DATASET EXTRACT

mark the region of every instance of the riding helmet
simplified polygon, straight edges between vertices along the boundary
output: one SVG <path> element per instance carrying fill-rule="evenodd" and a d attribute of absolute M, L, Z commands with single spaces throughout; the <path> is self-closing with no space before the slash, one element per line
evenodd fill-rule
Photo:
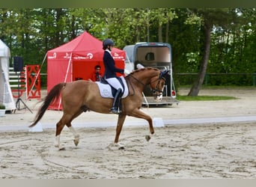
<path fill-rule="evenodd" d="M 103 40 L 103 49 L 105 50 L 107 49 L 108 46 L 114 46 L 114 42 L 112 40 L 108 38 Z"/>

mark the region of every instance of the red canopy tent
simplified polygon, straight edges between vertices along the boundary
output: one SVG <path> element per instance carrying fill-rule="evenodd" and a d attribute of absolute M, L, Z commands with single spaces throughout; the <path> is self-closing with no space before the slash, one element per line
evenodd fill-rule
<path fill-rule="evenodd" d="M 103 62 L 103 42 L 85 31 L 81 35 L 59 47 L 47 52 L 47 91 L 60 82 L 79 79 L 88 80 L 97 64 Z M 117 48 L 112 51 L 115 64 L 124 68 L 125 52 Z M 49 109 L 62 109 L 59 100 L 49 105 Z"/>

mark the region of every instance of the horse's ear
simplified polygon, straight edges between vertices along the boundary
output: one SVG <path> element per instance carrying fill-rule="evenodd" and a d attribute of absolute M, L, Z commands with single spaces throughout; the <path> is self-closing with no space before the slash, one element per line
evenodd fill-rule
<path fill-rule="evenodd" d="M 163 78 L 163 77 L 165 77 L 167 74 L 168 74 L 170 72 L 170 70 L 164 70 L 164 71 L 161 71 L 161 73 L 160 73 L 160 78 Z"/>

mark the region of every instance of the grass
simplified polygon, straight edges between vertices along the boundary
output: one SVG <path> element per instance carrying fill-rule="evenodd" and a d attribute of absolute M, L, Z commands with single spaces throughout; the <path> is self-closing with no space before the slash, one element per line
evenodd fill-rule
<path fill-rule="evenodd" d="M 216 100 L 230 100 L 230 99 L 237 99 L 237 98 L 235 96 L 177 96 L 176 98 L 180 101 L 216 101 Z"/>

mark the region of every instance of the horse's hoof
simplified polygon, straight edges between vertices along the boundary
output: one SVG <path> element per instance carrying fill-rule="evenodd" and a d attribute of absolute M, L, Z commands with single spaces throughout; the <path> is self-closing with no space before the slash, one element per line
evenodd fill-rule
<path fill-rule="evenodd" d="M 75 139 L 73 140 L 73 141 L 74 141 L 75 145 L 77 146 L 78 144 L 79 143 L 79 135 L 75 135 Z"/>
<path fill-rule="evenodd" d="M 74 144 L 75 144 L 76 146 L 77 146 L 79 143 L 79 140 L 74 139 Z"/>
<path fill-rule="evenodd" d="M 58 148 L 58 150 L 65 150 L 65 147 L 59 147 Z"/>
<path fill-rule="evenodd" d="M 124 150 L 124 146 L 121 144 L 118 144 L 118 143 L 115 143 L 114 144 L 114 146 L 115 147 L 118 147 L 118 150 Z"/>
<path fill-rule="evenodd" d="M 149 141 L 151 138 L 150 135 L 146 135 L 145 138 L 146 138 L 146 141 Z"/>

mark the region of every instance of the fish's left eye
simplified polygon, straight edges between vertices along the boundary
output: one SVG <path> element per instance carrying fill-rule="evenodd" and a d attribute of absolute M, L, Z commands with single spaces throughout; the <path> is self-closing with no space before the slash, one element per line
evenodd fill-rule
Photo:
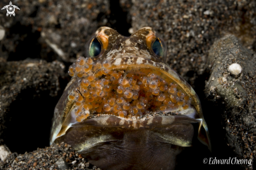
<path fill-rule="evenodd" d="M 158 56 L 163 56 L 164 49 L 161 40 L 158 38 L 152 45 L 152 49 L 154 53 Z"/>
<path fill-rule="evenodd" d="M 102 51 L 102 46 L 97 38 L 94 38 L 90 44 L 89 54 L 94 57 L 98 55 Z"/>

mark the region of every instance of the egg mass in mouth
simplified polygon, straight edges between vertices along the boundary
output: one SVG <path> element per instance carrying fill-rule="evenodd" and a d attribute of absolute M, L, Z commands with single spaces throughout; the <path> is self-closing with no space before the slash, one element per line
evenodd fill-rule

WHAT YOU HAVE TO DO
Convert every item above into a JSON array of strings, with one string per line and no blank lines. Leave the pictures out of the array.

EXERCISE ANSWER
[
  "mark the region of every instance of the riding helmet",
  "simplified polygon, straight edges between vertices along the boundary",
  "output: one SVG <path> element per instance carrying fill-rule=\"evenodd\" and a d attribute of absolute M, L, Z commands with single spaces throughout; the <path> is self-closing with no space before the slash, one element per line",
  "evenodd fill-rule",
  "Photo:",
  "<path fill-rule=\"evenodd\" d=\"M 103 40 L 103 49 L 105 50 L 107 49 L 108 46 L 114 46 L 114 42 L 112 40 L 108 38 Z\"/>",
  "mark the region of every instance of the red canopy tent",
  "simplified polygon, straight edges between vertices along the boundary",
  "output: one SVG <path> element per instance carrying fill-rule=\"evenodd\" and a d attribute of absolute M, L, Z commands with single spaces throughout; the <path> is self-closing with no space before the slash, one element per line",
  "evenodd fill-rule",
  "<path fill-rule=\"evenodd\" d=\"M 103 62 L 103 42 L 85 31 L 81 35 L 59 47 L 47 52 L 47 91 L 60 82 L 79 79 L 88 80 L 97 64 Z M 117 48 L 112 51 L 115 64 L 124 68 L 125 52 Z M 49 109 L 62 109 L 59 100 L 49 105 Z\"/>",
  "mark the region of every instance of the horse's ear",
  "simplified polygon, straight edges between vertices along the boundary",
  "output: one SVG <path> element per instance carrying fill-rule=\"evenodd\" and a d attribute of absolute M, L, Z commands with single spaces throughout; the <path> is self-closing with no space before the slash, one element per line",
  "evenodd fill-rule",
  "<path fill-rule=\"evenodd\" d=\"M 163 78 L 163 77 L 165 77 L 167 74 L 168 74 L 170 72 L 170 70 L 164 70 L 164 71 L 161 71 L 161 73 L 160 73 L 160 78 Z\"/>",
  "mark the region of every instance of the grass",
  "simplified polygon, straight edges between vertices along the boundary",
  "output: one SVG <path> element per instance carrying fill-rule=\"evenodd\" and a d attribute of absolute M, L, Z commands with single spaces throughout; the <path> is self-closing with no space before the slash, one element per line",
  "evenodd fill-rule",
  "<path fill-rule=\"evenodd\" d=\"M 216 100 L 230 100 L 230 99 L 237 99 L 237 98 L 235 96 L 177 96 L 176 98 L 180 101 L 216 101 Z\"/>",
  "mark the region of every instance of the horse's hoof",
  "simplified polygon, straight edges between vertices along the boundary",
  "output: one SVG <path> element per instance carrying fill-rule=\"evenodd\" and a d attribute of absolute M, L, Z commands with single spaces throughout; the <path> is self-closing with no space before the slash, one element per line",
  "evenodd fill-rule",
  "<path fill-rule=\"evenodd\" d=\"M 75 139 L 73 140 L 73 141 L 74 141 L 75 145 L 77 146 L 78 144 L 79 143 L 79 135 L 75 135 Z\"/>",
  "<path fill-rule=\"evenodd\" d=\"M 74 144 L 75 144 L 76 146 L 77 146 L 79 143 L 79 140 L 74 139 Z\"/>",
  "<path fill-rule=\"evenodd\" d=\"M 58 148 L 58 150 L 65 150 L 65 147 L 59 147 Z\"/>",
  "<path fill-rule=\"evenodd\" d=\"M 124 150 L 124 146 L 121 144 L 118 144 L 118 143 L 115 143 L 114 144 L 114 146 L 115 147 L 118 147 L 118 150 Z\"/>",
  "<path fill-rule=\"evenodd\" d=\"M 149 141 L 151 138 L 150 135 L 146 135 L 145 138 L 146 138 L 146 141 Z\"/>",
  "mark the region of every instance of the fish's left eye",
  "simplified polygon, straight edges between vertices along the boundary",
  "output: one SVG <path> element per instance carrying fill-rule=\"evenodd\" and a d attribute of absolute M, L, Z commands with single spaces throughout; the <path> is self-closing with no space before the slash, one element per line",
  "evenodd fill-rule",
  "Photo:",
  "<path fill-rule=\"evenodd\" d=\"M 158 56 L 163 56 L 164 49 L 161 40 L 158 38 L 152 45 L 152 49 L 154 53 Z\"/>",
  "<path fill-rule=\"evenodd\" d=\"M 102 51 L 102 46 L 97 38 L 94 38 L 90 44 L 89 54 L 94 57 L 98 55 Z\"/>",
  "mark the region of every instance of the egg mass in mouth",
  "simplified polygon, straight edges between vertices along the boundary",
  "output: one SVG <path> element per instance carrying fill-rule=\"evenodd\" and a d attribute of absolute M, L, Z commands with single spaces throughout; the <path> is self-closing with no space before the slash, one element per line",
  "evenodd fill-rule"
]